**TEXTO DE LECTURA:**
★ ★ ★ ★ ★ ★ ★

El año pasado algunos informes mostraron como un logro que las muertes por accidentes de tránsito tuvieran una reducción de 15,4% en 2020. El número de incidentes mortales cerró en 2,711.
Los números no mienten. Si en 2019 hubo 3,204 fallecidos por incidentes viales, entonces 2020 experimentó un avance en esa dirección.
Los hechos tampoco mienten. Y la realidad es que esa cifra pierde relevancia si se considera que a pesar de las medidas de confinamiento adoptadas en el marco de la pandemia, la tasa de mortalidad se colocó en 25.9 fallecidos por cada 100,000 habitantes.
La visión de Salud Pública es sólo una de las aristas de la situación de la movilidad en la República Dominicana. Desde la perspectiva de la productividad, llama a la atención que el 59.2% de las muertes correspondió a jóvenes entre 15 y 34 años. Es decir, los más afectados son quienes tienen mayor posibilidad de movilizar la competitividad del país.

★ ★ ★ ★ ★ ★ ★

**DATOS PROPORCIONADOS:**

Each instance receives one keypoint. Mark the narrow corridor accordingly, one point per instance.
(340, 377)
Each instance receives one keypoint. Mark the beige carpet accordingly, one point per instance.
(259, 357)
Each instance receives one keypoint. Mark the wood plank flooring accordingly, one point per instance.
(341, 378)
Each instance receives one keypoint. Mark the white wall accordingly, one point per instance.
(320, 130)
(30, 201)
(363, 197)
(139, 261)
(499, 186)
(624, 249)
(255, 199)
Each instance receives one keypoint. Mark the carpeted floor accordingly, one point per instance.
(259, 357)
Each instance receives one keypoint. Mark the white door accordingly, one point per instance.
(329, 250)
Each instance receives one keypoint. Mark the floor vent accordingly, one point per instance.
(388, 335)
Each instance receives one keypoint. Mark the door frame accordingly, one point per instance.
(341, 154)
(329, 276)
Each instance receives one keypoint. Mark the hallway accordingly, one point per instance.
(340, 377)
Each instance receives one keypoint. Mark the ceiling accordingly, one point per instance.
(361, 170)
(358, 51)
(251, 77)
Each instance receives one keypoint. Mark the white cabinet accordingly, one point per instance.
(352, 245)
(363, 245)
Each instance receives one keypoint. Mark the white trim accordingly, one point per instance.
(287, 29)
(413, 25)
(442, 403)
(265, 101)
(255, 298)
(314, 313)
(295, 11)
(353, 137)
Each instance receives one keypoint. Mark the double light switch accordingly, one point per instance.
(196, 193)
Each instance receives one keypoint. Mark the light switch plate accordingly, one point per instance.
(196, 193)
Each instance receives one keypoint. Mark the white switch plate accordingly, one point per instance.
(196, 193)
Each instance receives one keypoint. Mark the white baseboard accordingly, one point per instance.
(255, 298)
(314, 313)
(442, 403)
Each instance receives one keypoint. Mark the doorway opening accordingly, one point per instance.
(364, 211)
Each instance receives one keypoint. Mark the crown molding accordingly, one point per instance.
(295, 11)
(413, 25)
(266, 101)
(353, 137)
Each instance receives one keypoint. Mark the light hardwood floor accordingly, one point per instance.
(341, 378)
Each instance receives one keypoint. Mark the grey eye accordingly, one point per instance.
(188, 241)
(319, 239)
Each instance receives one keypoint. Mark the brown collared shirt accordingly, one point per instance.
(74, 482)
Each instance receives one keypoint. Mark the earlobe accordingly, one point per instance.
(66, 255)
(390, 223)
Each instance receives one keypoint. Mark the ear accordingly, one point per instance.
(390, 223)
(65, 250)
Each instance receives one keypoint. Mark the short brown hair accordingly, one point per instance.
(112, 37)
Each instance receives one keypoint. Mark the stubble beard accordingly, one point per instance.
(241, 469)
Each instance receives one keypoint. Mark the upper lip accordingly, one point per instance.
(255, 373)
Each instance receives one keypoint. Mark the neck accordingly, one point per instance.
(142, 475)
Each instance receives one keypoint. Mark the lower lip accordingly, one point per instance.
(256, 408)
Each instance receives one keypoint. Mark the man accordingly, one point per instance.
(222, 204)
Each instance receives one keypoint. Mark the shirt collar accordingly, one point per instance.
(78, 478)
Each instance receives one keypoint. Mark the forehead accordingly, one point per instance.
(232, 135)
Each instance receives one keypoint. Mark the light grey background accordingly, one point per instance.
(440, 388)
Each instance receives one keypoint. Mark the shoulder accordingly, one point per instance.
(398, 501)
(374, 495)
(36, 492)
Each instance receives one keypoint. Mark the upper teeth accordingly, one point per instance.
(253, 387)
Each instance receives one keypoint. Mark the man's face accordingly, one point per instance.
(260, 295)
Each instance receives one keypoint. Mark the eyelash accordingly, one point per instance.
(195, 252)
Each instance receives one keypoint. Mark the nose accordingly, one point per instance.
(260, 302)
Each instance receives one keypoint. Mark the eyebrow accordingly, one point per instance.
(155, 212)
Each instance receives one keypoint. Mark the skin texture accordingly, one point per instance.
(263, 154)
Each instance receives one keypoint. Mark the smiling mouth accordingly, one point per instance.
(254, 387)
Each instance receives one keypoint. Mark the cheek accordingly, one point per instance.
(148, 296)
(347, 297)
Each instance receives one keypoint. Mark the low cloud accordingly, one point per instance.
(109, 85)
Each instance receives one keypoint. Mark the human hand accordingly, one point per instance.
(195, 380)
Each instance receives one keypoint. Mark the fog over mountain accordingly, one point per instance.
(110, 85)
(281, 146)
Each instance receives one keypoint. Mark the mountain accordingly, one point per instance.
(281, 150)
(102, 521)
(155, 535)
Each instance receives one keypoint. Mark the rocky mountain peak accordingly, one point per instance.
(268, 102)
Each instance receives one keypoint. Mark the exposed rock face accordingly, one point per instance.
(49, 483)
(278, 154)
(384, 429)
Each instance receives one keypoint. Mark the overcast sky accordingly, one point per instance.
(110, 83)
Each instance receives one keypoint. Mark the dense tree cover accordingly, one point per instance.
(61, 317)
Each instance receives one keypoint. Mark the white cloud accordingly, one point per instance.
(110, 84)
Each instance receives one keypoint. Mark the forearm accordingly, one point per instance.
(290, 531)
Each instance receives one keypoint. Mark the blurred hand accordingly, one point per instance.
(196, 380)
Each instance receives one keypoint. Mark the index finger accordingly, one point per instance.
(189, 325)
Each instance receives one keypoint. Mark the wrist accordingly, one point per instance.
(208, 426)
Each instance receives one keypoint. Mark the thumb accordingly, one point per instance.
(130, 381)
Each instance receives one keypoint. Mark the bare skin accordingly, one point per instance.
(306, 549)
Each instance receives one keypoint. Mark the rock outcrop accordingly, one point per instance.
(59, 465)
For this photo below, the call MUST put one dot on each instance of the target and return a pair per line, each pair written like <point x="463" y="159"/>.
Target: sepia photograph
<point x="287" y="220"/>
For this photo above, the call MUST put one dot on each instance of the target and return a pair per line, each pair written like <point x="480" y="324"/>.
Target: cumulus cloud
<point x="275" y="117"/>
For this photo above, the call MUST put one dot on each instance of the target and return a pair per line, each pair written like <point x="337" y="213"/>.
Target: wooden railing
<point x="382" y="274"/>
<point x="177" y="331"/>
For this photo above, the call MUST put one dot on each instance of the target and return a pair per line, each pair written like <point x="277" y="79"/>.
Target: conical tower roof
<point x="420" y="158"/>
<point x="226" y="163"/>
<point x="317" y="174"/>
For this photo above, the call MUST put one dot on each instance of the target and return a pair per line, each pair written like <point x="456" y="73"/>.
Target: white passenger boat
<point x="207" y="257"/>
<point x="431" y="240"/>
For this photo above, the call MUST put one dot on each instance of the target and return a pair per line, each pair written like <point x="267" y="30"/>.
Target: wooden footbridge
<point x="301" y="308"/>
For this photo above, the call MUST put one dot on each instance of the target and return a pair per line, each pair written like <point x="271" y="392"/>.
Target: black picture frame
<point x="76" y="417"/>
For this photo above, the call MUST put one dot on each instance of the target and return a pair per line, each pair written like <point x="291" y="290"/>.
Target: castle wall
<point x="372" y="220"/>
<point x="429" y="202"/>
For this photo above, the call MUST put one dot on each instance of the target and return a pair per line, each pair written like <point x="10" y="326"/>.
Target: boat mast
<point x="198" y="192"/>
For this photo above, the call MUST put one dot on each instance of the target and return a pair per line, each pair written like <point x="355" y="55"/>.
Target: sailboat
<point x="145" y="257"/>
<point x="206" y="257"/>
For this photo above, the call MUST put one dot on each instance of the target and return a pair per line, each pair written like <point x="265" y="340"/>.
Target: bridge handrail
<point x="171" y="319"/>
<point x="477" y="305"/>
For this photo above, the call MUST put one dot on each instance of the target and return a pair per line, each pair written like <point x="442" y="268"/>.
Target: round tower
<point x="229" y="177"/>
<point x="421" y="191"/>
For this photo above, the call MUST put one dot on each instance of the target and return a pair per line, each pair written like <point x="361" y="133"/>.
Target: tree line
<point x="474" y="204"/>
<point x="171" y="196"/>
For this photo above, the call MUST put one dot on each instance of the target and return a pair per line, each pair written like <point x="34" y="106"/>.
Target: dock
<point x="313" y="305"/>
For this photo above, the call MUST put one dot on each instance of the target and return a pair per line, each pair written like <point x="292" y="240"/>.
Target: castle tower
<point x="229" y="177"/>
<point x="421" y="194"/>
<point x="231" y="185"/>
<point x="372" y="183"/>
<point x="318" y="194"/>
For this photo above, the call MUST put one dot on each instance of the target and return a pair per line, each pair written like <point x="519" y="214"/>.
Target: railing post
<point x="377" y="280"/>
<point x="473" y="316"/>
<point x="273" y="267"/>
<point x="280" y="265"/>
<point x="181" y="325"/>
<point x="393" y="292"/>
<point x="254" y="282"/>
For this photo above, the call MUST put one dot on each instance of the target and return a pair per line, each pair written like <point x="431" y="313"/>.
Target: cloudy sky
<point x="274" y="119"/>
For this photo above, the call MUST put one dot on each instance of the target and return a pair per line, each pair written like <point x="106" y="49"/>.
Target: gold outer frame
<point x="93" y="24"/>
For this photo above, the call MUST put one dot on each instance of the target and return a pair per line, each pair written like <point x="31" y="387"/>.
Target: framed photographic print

★ ★ ★ ★ ★ ★ ★

**TUS TAREAS:**
• a. Resume en dos oraciones el texto sobre las muertes de tránsito.
• b. Según el texto sobre las muertes de tránsito, ¿cuántas personas fallecieron por incidentes viales en 2019?
• c. Prosigue el texto sobre las muertes de tránsito a partir de su última oración.
El material no guarda relación con el texto sobre las muertes de tránsito.

**LISTA DE RESPUESTAS:**
• a. Las muertes por accidentes de tránsito bajaron un 15,4% en 2020, de 3,204 en 2019 a 2,711, pero la tasa de mortalidad llegó a 25.9 fallecidos por cada 100,000 habitantes pese al confinamiento por la pandemia. En la República Dominicana, el 59.2% de esas muertes correspondió a jóvenes de 15 a 34 años, quienes tienen mayor posibilidad de movilizar la competitividad del país.

• b. 3,204 personas.

• c.
Conviene prestar atención a los datos del Plan de Movilidad Urbana y Sostenible del Gran Santo Domingo, en el que se indica que en esta demarcación se realizan 3,097,106 viajes diarios. De estos, el 42% se efectúan en vehículos privados, 36% en transporte público.
El 9% de la ciudadanía utiliza el metro. El 21% se desplaza a pie, y el 1% utiliza bicicletas.
Ante los datos, podría interpretarse que el 42% de los viajeros forman parte de la situación de emergencia que vive el país en materia de tránsito. Sin embargo, el transporte público también juega un rol importante en la carnicería que viven las calles dominicanas.
Por un lado, hay un transporte público dependiente del Estado que es insuficiente para la demanda de movilización de la ciudadanía. Por otra parte, las empresas de transportistas insisten en sostener un modelo de participación en la cadena de la movilidad basada en instrumentos de presión que fomentan la violencia vial y el cierre de opciones de diálogo.
Así, entre la insuficiencia de esfuerzo estatal y la obcecación de empresas que se definen como sindicatos, ha habido un tranque sostenido en materia vial. En consecuencia, el costo de oportunidad en autonomía y productividad lo pagan los peatones.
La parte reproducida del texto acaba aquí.